_TASK INSTRUCTIONS_. Each line that follows is to be retyped exactly.

Point annotation records:
⟨
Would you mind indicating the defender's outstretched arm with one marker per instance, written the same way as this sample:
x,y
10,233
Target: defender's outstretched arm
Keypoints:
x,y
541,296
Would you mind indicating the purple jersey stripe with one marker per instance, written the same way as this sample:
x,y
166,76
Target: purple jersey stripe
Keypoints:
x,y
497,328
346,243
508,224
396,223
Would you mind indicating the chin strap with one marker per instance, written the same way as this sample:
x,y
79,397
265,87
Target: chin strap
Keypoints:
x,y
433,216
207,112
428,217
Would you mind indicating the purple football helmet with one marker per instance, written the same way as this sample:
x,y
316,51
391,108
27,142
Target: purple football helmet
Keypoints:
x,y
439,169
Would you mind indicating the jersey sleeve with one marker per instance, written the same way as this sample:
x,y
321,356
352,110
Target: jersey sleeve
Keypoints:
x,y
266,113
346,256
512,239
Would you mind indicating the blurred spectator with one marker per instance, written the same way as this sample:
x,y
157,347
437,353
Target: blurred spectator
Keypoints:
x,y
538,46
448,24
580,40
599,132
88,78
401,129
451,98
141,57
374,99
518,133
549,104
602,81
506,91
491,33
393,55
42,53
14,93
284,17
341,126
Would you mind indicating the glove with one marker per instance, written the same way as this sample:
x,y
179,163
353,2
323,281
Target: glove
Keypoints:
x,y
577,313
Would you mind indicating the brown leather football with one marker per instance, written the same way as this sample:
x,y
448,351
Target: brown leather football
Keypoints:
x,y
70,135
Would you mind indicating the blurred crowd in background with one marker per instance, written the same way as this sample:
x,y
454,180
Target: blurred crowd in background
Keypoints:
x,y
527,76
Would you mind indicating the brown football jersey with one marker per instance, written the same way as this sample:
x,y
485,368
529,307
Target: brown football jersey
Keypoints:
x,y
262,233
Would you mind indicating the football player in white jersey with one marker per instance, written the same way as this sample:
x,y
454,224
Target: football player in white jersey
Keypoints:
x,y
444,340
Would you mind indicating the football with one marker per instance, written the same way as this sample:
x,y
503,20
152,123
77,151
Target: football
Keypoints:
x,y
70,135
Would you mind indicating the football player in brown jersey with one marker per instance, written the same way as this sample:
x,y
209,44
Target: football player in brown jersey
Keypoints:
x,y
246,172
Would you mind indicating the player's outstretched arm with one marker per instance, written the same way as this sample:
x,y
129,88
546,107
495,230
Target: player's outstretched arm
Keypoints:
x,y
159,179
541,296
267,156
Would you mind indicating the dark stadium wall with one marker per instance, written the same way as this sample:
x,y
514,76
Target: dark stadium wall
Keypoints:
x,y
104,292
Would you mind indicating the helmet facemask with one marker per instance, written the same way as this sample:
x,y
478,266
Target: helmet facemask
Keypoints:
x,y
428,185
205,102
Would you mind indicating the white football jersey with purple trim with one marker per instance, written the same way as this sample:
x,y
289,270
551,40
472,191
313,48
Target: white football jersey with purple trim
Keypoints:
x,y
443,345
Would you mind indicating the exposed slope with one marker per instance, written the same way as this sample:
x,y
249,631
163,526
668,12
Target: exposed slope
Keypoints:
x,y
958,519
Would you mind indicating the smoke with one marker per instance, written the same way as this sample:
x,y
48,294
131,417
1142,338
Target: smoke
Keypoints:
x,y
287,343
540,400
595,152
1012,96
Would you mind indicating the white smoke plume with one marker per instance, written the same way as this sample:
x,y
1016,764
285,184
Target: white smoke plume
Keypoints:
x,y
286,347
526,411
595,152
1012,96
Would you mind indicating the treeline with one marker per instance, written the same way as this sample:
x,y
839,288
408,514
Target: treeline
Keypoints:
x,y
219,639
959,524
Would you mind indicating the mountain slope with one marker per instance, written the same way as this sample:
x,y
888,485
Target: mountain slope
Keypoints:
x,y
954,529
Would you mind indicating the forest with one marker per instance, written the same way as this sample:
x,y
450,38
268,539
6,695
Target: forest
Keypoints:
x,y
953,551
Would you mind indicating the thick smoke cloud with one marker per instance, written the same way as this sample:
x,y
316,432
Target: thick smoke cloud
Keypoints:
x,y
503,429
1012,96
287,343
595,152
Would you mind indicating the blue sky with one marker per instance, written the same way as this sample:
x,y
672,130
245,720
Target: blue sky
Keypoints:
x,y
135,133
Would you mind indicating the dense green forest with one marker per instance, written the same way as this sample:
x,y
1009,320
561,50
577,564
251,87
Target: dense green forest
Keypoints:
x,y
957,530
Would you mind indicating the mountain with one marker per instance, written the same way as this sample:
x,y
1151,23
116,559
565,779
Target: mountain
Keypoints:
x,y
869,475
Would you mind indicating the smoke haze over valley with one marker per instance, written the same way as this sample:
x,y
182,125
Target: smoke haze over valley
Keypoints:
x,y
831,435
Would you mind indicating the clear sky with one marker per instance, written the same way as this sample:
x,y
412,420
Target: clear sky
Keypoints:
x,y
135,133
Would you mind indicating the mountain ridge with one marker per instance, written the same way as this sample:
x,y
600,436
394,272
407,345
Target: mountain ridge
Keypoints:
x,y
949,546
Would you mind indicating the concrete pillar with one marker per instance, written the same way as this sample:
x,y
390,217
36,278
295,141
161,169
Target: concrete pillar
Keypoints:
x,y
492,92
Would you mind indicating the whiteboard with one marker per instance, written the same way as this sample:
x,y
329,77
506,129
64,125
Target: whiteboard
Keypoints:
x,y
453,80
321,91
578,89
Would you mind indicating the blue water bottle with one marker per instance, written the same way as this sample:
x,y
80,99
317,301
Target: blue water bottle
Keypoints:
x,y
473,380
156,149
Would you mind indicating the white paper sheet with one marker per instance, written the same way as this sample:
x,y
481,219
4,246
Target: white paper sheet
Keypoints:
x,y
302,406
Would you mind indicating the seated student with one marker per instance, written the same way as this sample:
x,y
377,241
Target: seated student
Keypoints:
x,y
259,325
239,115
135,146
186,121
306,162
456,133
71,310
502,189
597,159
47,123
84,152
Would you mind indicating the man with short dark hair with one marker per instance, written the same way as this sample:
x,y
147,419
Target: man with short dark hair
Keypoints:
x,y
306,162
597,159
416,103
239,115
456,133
⟩
_THE ANSWER_.
Would you mind indicating the defender's outstretched arm with one marker per instance, written the same way as this sample:
x,y
10,233
Target: defender's outstretched arm
Keypoints:
x,y
541,296
Would you mind indicating the purple jersey stripe with one marker per instance, written the same way as this sample:
x,y
166,76
Target: purple jersey stripe
Keypoints:
x,y
497,328
346,243
508,224
396,223
Would you mind indicating the chin strap with one marker per instance, written the same way as this sample:
x,y
79,397
265,87
Target: chin strap
Keypoints:
x,y
433,216
207,112
428,217
Would you mind indicating the purple football helmet with one marker per instance, written the same way as this sample:
x,y
316,51
391,108
27,142
Target: purple football helmet
Keypoints:
x,y
439,169
Would you mind indicating the jersey sleeve with one marker per instance, written the same way as this sample:
x,y
321,356
352,110
Target: jersey sleeve
Keypoints:
x,y
266,113
346,256
512,239
Would you mind indicating the blurred spectator with one marker per instance, written the same way as this sample:
x,y
157,347
437,353
Target: blurred spectator
Keypoints:
x,y
538,46
448,24
580,40
599,132
88,78
401,129
451,98
141,57
374,99
518,133
549,104
602,81
506,91
491,33
393,55
42,53
14,93
284,17
341,126
Would you mind indicating the glove with one marker per instance, written the same way as this sample:
x,y
179,163
353,2
323,281
Target: glove
Keypoints:
x,y
577,313
Would you mind indicating the brown leather football with one marker per instance, written the same way as this sample:
x,y
448,351
Target: brown leather football
Keypoints:
x,y
70,135
Would you mind indicating the blurred crowd in background with one marker per instance, written the same way as this sample:
x,y
454,180
Target: blurred crowd in background
Keypoints:
x,y
527,76
Would you mind indicating the brown football jersey with one marker per instance, written the same way as this sample:
x,y
485,368
529,307
Target: brown football jersey
Keypoints:
x,y
262,233
Would you mind indicating the football player in white jersey with one marker per instance, written the same way as this sample:
x,y
454,224
Target: football player in white jersey
Keypoints:
x,y
444,340
Would you mind indicating the football with one marker per instance, written the same way as this sample:
x,y
503,20
152,123
77,151
Target: football
Keypoints:
x,y
70,135
Would you mind indicating the football player in brown jersey with one marker per instance, written the same way as this sample:
x,y
209,44
Target: football player in brown jersey
Keypoints:
x,y
246,172
Would you mind indicating the player's outstretched arm with one marker per instance, written the same way as this sample:
x,y
129,88
546,107
495,230
Target: player's outstretched arm
Keypoints:
x,y
159,179
541,296
267,156
Would you mind indicating the dark stadium wall with one marker per instance, written the same way as this sample:
x,y
514,76
Target: dark stadium wall
Keypoints:
x,y
104,292
Would you mind indicating the helmet facemask with one marker per instance, written the same way as this sample:
x,y
478,266
Target: helmet facemask
Keypoints:
x,y
428,185
205,102
Would you mind indicating the white football jersey with purple trim with one marker per instance, written the same way as this sample:
x,y
289,270
551,40
472,191
313,48
Target: white football jersey with purple trim
Keypoints:
x,y
443,345
Would you mind indicating the exposed slope with one marker per instance, written the same way as this sample:
x,y
249,631
163,526
668,12
Target: exposed slope
Keypoints:
x,y
958,519
Would you mind indicating the smoke with one marker per instance, written the same way as this sample:
x,y
48,294
131,417
1142,338
Target: smoke
Keypoints:
x,y
287,343
540,400
595,152
1012,96
Would you mind indicating the white smoke plume with one marker per instance, written the same way as this sample:
x,y
1016,764
285,184
Target: white smoke plume
Keypoints:
x,y
286,347
526,411
595,152
1012,96
Would you mind indicating the treeline with one marker per instance, written the same way as this sample:
x,y
839,288
408,514
Target: treeline
Keypoints:
x,y
219,639
959,524
Would you mind indicating the mountain slope with one marker per instance, written the same way as this sample:
x,y
888,485
Target: mountain slope
Keypoints:
x,y
954,529
Would you mind indicating the forest with one marker per instance, written the same way as this sample:
x,y
450,38
268,539
6,695
Target: forest
Keypoints:
x,y
953,551
Would you mind indicating the thick smoke cloud with one marker per instance, written the same way as this sample:
x,y
316,432
Target: thick smoke cloud
Keypoints:
x,y
503,429
1012,96
287,343
595,152
Would you mind indicating the blue sky with one marker per instance, written the same way as this sample:
x,y
672,130
245,720
Target: blue sky
Keypoints:
x,y
135,133
Would you mind indicating the dense green forest with one marker per instance, written the same way as this sample:
x,y
1009,320
561,50
577,564
251,87
Target: dense green forest
Keypoints:
x,y
957,530
Would you mind indicating the mountain with one marker per instance, written the same way as this sample:
x,y
1151,23
116,559
565,779
Target: mountain
Keypoints:
x,y
869,475
Would you mind indicating the smoke haze over valley with one marker per instance, written the same way as this sample:
x,y
182,125
Target: smoke haze over valley
Keypoints:
x,y
831,435
Would you mind indicating the clear sky with one marker per instance, written the same way as this sample:
x,y
412,420
Target: clear sky
Keypoints:
x,y
135,133
Would you mind indicating the mountain ridge with one marker per instance, written the same way as this sample:
x,y
600,436
394,272
407,345
Target: mountain ridge
Keypoints:
x,y
949,546
Would you mind indicating the concrete pillar with one marker per instance, written the same way as this sample:
x,y
390,217
36,278
295,141
161,169
Target: concrete pillar
Keypoints:
x,y
492,92
Would you mind indicating the whiteboard with one marker per instance, written the same way as this sample:
x,y
329,77
506,129
64,125
Target: whiteboard
Keypoints:
x,y
453,80
321,91
578,89
Would you mind indicating the blue water bottle with one marker per instance, written the same way as this sample:
x,y
80,99
317,301
Target: blue water bottle
Keypoints:
x,y
473,380
156,149
Would you mind indicating the white paper sheet with one marker per instance, written the same way as this sample:
x,y
481,219
4,246
Target: white paper sheet
Keypoints:
x,y
302,406
Would you mind indicating the seated student with one marker per instance, written the same way as this sample:
x,y
377,241
Target: seated student
Keypoints:
x,y
259,325
239,115
135,146
186,121
306,162
456,133
71,310
502,189
597,159
47,123
84,152
Would you mind indicating the man with short dark hair with one marker per instance, written the same way as this sample:
x,y
147,419
Target: man with short dark hair
Keypoints:
x,y
306,162
597,159
416,103
239,115
456,133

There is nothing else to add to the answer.